▶ _Collected data_:
══════════════════════════════

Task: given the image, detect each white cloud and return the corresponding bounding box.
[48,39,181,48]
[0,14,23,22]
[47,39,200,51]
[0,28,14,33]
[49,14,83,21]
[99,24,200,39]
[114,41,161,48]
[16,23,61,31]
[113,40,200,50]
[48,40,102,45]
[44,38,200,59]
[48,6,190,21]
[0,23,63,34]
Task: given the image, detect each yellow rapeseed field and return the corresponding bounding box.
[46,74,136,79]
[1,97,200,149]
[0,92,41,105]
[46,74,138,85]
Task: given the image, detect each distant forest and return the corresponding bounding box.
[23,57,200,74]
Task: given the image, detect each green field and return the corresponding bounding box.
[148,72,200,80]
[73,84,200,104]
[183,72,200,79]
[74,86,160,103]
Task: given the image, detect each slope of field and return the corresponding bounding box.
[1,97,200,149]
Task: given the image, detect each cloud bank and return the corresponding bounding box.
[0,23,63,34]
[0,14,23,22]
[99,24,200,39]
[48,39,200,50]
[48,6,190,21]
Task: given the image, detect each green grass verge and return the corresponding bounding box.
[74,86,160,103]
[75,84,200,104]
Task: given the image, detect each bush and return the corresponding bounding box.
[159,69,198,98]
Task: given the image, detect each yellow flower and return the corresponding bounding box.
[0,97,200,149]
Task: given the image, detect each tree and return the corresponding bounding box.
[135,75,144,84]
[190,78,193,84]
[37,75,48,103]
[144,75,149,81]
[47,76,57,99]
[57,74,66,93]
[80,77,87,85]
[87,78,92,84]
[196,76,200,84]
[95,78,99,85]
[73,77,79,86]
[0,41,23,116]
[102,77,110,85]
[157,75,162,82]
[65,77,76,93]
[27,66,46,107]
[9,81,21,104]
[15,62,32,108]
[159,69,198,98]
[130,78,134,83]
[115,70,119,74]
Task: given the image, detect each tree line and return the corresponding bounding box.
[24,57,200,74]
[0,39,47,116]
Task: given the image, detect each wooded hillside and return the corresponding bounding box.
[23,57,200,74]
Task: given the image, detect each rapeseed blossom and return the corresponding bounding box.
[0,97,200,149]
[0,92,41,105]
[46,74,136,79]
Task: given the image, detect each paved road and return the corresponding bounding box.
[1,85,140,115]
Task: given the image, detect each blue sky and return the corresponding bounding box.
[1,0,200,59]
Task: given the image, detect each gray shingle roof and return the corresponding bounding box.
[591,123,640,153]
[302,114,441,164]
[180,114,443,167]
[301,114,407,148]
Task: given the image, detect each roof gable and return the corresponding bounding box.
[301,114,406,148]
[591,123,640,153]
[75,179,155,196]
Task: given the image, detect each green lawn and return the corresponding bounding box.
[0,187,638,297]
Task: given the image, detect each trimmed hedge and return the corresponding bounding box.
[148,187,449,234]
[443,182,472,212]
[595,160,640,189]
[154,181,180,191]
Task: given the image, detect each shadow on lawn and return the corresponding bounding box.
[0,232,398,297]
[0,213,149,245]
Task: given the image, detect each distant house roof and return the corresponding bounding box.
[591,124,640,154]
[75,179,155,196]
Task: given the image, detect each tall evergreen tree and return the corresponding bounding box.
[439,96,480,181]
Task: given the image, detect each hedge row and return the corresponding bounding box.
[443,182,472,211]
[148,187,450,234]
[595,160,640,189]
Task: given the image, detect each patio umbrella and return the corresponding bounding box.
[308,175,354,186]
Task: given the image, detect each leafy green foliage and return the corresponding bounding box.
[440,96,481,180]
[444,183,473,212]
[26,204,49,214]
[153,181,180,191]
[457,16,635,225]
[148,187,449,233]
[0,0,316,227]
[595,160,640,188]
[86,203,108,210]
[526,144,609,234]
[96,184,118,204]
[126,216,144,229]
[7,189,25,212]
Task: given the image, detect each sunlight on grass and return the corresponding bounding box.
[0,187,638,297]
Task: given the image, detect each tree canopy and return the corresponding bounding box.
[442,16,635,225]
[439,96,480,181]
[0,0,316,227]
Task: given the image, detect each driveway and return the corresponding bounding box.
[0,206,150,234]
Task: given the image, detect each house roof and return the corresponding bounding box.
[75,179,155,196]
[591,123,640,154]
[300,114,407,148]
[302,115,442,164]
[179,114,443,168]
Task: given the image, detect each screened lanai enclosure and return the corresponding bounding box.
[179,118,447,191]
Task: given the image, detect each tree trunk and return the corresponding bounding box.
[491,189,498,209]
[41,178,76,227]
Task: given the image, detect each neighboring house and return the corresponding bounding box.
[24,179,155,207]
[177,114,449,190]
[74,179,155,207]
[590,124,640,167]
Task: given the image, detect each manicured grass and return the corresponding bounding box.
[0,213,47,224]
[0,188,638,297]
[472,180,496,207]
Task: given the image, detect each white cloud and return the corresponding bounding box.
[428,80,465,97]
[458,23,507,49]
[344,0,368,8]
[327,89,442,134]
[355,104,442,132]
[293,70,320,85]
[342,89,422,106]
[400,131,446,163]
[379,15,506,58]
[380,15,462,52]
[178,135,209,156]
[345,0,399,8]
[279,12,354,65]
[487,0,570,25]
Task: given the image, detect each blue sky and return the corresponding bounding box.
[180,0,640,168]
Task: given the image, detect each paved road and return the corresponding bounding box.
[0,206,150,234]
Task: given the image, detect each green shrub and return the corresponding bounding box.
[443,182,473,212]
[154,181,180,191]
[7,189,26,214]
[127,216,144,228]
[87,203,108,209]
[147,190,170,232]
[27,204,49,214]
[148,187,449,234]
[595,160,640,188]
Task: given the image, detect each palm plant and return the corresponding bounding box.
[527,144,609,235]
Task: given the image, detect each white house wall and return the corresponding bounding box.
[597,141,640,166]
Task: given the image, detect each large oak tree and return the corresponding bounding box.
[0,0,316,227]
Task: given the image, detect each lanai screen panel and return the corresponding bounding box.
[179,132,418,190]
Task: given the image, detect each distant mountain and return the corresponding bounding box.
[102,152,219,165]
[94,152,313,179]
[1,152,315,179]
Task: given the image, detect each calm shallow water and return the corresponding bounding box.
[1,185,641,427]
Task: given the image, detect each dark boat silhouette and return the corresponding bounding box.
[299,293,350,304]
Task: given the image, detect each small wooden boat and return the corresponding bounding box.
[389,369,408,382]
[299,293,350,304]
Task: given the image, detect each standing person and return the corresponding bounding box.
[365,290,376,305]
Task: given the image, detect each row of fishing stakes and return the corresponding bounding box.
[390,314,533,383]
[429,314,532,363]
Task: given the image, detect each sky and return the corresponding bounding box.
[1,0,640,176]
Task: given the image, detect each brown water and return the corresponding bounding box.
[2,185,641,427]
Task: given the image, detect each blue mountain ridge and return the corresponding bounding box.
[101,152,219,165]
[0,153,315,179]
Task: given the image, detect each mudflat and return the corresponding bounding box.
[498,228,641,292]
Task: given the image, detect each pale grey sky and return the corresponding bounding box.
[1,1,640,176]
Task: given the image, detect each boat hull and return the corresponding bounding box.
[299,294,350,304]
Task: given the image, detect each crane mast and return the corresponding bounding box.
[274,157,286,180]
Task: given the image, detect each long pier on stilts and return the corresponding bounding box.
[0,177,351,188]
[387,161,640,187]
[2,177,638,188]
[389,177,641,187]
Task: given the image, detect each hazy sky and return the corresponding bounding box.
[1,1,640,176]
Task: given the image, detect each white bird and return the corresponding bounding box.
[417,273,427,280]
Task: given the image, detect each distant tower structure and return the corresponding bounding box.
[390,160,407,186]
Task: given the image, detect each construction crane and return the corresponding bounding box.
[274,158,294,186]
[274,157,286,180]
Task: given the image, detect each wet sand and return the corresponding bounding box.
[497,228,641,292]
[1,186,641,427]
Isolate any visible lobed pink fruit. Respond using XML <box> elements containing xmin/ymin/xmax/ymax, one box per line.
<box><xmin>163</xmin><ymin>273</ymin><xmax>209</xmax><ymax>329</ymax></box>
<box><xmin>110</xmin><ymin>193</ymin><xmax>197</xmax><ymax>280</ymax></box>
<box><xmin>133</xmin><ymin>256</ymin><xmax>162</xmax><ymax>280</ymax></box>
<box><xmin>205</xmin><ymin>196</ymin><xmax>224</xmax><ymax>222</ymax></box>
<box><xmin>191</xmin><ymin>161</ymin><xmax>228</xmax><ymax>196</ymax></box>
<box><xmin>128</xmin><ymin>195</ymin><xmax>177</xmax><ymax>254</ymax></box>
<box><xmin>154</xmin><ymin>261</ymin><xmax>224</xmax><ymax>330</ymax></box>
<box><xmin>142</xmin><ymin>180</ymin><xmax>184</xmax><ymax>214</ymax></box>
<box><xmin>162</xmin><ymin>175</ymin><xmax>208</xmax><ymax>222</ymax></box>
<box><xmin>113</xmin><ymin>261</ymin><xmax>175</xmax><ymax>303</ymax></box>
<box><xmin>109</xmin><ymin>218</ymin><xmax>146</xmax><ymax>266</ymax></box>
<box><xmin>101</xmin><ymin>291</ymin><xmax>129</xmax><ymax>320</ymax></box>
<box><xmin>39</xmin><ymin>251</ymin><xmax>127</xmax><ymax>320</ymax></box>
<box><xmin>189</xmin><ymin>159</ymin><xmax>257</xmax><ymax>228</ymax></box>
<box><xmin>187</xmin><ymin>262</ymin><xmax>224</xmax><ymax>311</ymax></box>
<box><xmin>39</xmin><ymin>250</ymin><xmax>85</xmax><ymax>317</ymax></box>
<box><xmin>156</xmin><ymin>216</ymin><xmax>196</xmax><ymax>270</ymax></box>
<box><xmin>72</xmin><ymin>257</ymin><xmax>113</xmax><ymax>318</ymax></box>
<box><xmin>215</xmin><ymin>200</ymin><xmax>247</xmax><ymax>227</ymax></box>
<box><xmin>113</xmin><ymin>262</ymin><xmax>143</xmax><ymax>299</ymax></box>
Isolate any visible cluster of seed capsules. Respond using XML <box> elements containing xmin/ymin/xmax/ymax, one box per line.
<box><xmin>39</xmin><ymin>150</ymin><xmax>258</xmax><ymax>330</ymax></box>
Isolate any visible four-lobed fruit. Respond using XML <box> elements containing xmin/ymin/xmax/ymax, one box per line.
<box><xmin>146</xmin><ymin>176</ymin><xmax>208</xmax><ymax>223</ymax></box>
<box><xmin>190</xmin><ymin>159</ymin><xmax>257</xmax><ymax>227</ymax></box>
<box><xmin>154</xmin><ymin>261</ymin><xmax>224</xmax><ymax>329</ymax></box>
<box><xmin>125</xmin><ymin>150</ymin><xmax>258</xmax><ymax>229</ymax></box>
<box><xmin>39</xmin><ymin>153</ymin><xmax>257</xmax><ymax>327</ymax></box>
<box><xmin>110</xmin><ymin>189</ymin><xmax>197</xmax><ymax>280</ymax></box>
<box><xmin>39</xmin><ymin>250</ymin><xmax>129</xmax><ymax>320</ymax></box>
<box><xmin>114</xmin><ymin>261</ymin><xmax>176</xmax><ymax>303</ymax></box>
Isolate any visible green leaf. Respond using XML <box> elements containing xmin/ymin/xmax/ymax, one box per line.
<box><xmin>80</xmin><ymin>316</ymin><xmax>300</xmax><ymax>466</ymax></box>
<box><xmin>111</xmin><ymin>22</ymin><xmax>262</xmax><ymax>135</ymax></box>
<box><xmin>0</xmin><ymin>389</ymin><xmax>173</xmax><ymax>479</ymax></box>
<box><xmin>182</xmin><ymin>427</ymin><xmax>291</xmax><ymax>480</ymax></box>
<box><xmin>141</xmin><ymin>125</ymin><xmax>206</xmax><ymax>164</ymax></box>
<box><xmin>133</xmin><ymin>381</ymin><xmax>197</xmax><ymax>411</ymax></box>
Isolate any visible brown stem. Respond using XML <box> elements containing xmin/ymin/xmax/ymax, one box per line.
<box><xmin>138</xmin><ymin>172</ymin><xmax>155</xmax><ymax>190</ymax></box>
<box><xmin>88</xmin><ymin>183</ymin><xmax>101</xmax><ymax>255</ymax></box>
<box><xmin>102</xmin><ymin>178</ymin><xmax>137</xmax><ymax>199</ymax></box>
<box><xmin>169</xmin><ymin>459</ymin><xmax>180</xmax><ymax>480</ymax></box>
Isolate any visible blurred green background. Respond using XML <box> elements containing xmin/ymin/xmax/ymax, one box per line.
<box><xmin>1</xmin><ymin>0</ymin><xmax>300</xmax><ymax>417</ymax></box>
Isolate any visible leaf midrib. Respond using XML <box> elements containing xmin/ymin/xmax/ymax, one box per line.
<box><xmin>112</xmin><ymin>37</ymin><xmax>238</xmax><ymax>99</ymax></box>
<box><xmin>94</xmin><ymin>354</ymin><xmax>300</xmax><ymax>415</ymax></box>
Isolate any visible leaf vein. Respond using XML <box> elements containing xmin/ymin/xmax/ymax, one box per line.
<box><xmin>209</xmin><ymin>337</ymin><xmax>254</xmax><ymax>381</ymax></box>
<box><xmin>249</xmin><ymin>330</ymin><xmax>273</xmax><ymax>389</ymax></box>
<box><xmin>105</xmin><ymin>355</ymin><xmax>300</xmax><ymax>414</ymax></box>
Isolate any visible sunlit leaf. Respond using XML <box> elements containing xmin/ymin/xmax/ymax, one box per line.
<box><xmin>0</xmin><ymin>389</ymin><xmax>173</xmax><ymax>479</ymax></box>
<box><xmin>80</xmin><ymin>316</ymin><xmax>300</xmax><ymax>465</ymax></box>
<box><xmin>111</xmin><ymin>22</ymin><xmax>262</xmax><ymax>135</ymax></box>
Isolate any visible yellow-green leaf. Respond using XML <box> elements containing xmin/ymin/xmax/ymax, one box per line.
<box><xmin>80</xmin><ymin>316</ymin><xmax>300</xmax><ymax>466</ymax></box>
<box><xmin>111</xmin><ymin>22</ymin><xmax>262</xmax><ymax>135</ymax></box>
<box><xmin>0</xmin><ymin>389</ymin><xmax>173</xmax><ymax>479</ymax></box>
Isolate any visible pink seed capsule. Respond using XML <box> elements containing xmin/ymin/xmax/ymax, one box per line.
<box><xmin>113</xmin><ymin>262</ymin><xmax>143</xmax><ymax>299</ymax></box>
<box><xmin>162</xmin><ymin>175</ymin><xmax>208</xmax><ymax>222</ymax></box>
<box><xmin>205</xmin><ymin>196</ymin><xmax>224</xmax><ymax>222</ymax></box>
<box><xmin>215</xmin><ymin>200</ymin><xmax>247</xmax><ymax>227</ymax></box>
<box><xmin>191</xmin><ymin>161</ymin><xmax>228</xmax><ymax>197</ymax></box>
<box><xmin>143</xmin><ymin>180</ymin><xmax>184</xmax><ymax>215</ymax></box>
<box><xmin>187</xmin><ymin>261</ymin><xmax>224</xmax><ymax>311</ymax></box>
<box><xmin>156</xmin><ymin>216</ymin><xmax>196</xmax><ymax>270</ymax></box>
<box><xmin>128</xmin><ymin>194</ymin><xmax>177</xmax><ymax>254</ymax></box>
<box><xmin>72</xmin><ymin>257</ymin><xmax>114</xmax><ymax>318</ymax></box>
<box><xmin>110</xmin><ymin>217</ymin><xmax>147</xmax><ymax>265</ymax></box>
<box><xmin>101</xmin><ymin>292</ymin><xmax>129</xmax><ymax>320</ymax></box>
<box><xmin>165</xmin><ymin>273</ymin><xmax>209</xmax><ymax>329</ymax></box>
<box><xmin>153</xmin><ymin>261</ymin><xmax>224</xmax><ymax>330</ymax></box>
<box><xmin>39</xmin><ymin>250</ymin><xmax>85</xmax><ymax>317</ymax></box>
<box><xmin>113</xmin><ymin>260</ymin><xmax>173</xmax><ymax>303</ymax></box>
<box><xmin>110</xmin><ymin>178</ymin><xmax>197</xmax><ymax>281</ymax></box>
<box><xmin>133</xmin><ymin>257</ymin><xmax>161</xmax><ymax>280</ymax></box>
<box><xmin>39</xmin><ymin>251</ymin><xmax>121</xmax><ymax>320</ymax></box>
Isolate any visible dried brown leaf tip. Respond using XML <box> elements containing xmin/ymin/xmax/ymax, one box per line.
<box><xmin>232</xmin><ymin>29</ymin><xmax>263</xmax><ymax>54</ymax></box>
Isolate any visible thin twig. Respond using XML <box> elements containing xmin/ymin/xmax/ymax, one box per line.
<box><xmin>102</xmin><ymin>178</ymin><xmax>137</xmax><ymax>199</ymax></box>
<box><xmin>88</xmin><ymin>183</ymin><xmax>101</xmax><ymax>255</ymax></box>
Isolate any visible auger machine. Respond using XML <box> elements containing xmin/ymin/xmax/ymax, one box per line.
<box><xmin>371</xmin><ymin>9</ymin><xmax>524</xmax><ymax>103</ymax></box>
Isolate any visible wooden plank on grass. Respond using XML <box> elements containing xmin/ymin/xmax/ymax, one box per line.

══════════════════════════════

▶ _ACTIVITY_: Starting at the line with "Isolate any visible thin", restate each line through the end of the records, both ends included, and stop there.

▶ _EXERCISE SOLUTION_:
Isolate any visible thin twig. Respond using XML <box> elements containing xmin/ymin/xmax/ymax, one box per line.
<box><xmin>102</xmin><ymin>178</ymin><xmax>137</xmax><ymax>199</ymax></box>
<box><xmin>88</xmin><ymin>183</ymin><xmax>101</xmax><ymax>255</ymax></box>
Isolate any visible auger machine. Respond using XML <box> elements containing xmin/ymin/xmax/ymax, one box per line.
<box><xmin>371</xmin><ymin>9</ymin><xmax>524</xmax><ymax>103</ymax></box>
Isolate any visible wooden plank on grass. Respond using XML <box> elements containing xmin/ymin/xmax/ymax, one box per line.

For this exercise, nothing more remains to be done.